Joseph Justus Scaliger (; 5 August 1540 – 21 January 1609) was a French Calvinist religious leader and scholar, known for expanding the notion of classical history from Greek and Ancient Roman history to include Persian, Babylonian, Jewish and Ancient Egyptian history. He spent the last sixteen years of his life in the Netherlands.

Early life
In 1540, Scaliger was born in Agen, France, to Italian scholar and physician Julius Caesar Scaliger and his wife, Andiette de Roques Lobejac. His only formal education was three years of study at the College of Guienne in Bordeaux, which ended in 1555 due to an outbreak of the bubonic plague. Until his death in 1558, Julius Scaliger taught his son Latin and poetry; he was made to write at least 80 lines of Latin a day.

University and travels

After his father's death, Scaliger spent four years at the University of Paris, where he studied Greek under Adrianus Turnebus. After two months he found he was not in a position to profit from the lectures of the greatest Greek scholar of the time. He read Homer in twenty-one days, and afterwards read other classical Greek poets, orators, and historians, forming a grammar for himself as he went along. At the suggestion of Guillaume Postel, after learning Greek he learned Hebrew, and then Arabic, becoming proficient in both.

His most important teacher was Jean Dorat, who was able not only to impart knowledge but also to kindle enthusiasm in Scaliger. It was to Dorat that Scaliger owed his home for the next thirty years of his life, for in 1563 the professor recommended him to Louis de Chasteigner, the young lord of La Roche-Posay, as a companion in his travels. The two young men formed a close friendship which remained unbroken until Louis's death in 1595. The travellers first went to Rome. Here they found Marc Antoine Muret, who, when at Bordeaux and Toulouse, had been a great favourite and occasional visitor of Julius Caesar Scaliger at Agen. Muret soon recognized the young Scaliger's merits and introduced him to many contacts well worth knowing.

After visiting a large part of Italy, the travellers moved on to England and Scotland, passing through the town of La Roche-Posay on their way. During his time in the British Isles, Scaliger formed an unfavourable opinion of the English. Their inhuman disposition and inhospitable treatment of foreigners especially made a negative impression on him. He was also disappointed at finding only a few Greek manuscripts and, in his opinion, few learned men. It was not until a much later period that he became intimate with Richard Thomson and other Englishmen. Over the course of his travels, he became a Protestant.

▶ **DATASET ENTRIES**:
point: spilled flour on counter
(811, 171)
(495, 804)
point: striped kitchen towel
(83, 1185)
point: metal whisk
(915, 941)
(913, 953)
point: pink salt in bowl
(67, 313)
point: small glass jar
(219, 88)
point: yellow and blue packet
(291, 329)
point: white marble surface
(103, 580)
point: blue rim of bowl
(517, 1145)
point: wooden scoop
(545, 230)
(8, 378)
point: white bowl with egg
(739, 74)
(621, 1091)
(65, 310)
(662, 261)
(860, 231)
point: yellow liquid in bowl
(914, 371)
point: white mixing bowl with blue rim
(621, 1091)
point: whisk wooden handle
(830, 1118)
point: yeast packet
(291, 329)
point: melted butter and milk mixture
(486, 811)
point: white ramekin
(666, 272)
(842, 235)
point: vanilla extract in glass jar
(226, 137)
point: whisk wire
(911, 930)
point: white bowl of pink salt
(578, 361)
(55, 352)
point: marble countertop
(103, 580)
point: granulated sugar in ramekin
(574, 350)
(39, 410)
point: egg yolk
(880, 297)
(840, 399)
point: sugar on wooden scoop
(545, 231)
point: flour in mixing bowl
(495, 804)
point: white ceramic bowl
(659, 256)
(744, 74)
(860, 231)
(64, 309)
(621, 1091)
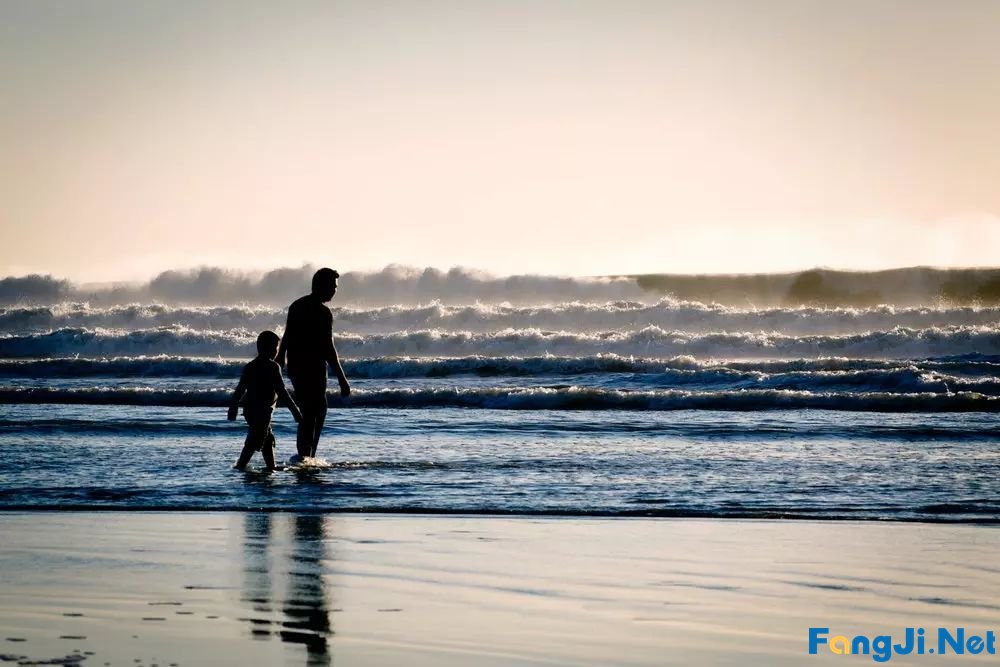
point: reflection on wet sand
(295, 567)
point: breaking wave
(542, 398)
(480, 318)
(648, 342)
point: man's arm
(283, 345)
(279, 386)
(333, 359)
(234, 402)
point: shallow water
(617, 408)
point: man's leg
(310, 395)
(267, 448)
(319, 420)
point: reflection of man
(307, 347)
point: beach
(145, 588)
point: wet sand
(163, 589)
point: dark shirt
(261, 380)
(308, 339)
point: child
(262, 384)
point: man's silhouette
(307, 347)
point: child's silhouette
(262, 386)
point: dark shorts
(310, 391)
(259, 423)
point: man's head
(267, 344)
(325, 284)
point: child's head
(267, 344)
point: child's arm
(282, 346)
(279, 385)
(234, 402)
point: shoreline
(263, 588)
(416, 512)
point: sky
(560, 137)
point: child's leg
(267, 448)
(256, 432)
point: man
(307, 347)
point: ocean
(609, 403)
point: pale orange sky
(557, 137)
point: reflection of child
(262, 386)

▶ **PROBLEM SET**:
1 - Sum up the passage on Joseph Justus Scaliger in two sentences.
2 - Print the part of the passage on Joseph Justus Scaliger between "After his father's" and "proficient in both.", inclusive.

▶ **RESULTS FOR EACH TASK**:
1 - Joseph Justus Scaliger (1540–1609) was a French Calvinist scholar, born in Agen, who widened classical history to take in Persian, Babylonian, Jewish and Ancient Egyptian history and spent his last sixteen years in the Netherlands. Taught Latin and poetry by his father, he went on to study Greek in Paris, mostly teaching himself, then learned Hebrew and Arabic, and from 1563 traveled through Italy, England and Scotland with Louis de Chasteigner, becoming a Protestant along the way.

2 -
After his father's death, Scaliger spent four years at the University of Paris, where he studied Greek under Adrianus Turnebus. After two months he found he was not in a position to profit from the lectures of the greatest Greek scholar of the time. He read Homer in twenty-one days, and afterwards read other classical Greek poets, orators, and historians, forming a grammar for himself as he went along. At the suggestion of Guillaume Postel, after learning Greek he learned Hebrew, and then Arabic, becoming proficient in both.